**GIVEN PASSAGE**:
His dolphin research culminated in a particularly famous experiment of his that took place in the Virgin Islands from June 1965 to August 1965. Margaret Howe, an assistant of his, would cohabit with a dolphin named Peter for several months in an effort to teach him to speak English. This experiment gained public notoriety when it was reported by Hustler (with much exaggeration) that Margaret had sexually relieved Peter in order to maintain his focus on their language lessons.
Not helping matters was that John Lilly had started fixating on LSD in his research. Frustrated by the lack of visible impact it had on the minds of dolphins, those who worked with him noted that he was becoming increasingly reckless as he administered doses to them. Eventually, his funding was pulled. The tragic end to this tale was the death of a depressed Peter after being separated from Margaret —since dolphins are capable of consciously choosing not to breathe.

**AIM OF THE TASK**: In the text on dolphin research, where and during which months did the experiment with Margaret Howe and the dolphin Peter take place?

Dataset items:
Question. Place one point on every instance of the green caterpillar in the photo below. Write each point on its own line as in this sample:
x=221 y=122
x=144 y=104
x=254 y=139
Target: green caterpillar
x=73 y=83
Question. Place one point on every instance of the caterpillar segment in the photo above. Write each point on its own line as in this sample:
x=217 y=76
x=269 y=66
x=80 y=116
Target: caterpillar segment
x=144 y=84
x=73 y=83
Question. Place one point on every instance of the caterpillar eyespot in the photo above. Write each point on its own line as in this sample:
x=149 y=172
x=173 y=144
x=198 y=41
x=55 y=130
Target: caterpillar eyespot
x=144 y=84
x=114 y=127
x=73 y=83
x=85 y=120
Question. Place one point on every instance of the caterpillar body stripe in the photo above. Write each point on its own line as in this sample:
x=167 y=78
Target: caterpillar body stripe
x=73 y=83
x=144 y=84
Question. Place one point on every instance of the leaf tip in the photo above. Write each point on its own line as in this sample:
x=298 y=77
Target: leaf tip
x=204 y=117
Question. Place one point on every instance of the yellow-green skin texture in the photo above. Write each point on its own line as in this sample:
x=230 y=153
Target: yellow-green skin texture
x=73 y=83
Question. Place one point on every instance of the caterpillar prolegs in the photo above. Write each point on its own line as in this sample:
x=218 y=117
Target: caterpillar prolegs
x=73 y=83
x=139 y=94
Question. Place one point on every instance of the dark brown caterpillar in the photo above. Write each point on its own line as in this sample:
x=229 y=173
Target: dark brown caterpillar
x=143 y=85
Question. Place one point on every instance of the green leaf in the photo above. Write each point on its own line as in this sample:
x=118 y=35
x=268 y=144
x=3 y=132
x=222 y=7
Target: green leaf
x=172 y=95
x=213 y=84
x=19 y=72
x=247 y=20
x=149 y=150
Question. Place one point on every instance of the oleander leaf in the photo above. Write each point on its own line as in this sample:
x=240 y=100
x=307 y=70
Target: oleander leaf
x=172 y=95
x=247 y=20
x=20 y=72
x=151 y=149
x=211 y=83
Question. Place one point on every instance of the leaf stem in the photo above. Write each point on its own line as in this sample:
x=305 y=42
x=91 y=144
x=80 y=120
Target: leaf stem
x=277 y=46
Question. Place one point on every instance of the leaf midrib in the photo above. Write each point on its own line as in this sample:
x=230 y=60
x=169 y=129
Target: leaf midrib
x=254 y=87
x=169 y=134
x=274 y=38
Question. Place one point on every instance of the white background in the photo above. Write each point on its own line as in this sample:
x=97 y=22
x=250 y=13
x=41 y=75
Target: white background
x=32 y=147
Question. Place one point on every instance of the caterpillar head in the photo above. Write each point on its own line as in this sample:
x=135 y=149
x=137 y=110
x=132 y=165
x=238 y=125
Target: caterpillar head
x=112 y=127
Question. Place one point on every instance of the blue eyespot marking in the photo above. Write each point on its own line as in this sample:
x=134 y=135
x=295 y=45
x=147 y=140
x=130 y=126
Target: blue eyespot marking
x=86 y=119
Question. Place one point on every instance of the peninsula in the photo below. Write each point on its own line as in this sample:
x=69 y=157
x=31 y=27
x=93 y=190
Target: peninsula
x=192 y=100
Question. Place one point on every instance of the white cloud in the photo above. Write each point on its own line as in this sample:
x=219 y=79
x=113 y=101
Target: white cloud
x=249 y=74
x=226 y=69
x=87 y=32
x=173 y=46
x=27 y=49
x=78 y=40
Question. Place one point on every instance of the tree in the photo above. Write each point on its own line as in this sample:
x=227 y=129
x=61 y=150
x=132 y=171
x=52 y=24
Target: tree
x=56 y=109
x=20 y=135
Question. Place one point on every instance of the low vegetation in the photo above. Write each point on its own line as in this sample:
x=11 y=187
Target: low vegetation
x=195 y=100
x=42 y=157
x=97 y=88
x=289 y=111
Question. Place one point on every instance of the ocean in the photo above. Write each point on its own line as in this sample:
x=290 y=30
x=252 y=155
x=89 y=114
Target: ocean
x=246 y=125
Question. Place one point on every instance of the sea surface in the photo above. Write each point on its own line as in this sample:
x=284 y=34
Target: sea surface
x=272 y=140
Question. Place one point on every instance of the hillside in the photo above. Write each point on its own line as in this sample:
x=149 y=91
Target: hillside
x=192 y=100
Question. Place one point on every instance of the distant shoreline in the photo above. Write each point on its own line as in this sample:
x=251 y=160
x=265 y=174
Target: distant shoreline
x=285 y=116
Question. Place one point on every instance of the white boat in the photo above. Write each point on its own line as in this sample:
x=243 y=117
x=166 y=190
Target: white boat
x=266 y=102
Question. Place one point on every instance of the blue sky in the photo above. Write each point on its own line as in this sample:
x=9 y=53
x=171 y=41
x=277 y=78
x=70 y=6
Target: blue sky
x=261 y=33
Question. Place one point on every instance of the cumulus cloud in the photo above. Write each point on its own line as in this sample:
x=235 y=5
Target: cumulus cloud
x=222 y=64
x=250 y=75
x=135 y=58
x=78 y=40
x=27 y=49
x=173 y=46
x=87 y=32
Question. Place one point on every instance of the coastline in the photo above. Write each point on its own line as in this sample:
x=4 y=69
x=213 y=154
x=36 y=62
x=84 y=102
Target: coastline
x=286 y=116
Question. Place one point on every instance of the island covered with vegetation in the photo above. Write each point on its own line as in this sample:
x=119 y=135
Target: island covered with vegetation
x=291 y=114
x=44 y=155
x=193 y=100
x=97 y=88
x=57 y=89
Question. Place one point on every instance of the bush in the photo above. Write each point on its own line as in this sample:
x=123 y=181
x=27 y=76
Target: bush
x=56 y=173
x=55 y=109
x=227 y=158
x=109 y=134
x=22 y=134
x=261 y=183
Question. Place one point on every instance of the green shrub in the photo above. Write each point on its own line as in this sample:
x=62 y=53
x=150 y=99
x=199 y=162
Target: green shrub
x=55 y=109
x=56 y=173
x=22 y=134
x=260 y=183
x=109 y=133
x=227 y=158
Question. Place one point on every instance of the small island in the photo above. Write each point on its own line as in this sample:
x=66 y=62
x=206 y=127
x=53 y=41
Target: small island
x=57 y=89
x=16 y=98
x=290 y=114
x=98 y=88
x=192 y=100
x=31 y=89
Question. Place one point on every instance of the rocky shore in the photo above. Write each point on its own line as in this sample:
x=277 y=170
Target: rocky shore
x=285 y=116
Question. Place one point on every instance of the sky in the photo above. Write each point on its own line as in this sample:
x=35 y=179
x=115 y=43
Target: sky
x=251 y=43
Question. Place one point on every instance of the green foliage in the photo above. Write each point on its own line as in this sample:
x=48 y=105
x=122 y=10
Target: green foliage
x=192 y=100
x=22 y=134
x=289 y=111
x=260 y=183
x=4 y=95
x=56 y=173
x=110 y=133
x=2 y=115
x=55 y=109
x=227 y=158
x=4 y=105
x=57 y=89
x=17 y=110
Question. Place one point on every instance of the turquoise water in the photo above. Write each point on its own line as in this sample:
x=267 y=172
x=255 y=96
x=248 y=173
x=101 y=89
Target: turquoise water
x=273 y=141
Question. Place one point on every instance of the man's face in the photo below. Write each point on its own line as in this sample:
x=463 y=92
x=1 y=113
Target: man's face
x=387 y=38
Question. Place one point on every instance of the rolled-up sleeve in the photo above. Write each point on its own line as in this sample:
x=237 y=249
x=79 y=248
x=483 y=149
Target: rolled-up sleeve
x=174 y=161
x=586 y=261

**OUTPUT OF THE TASK**: In the Virgin Islands, from June 1965 to August 1965.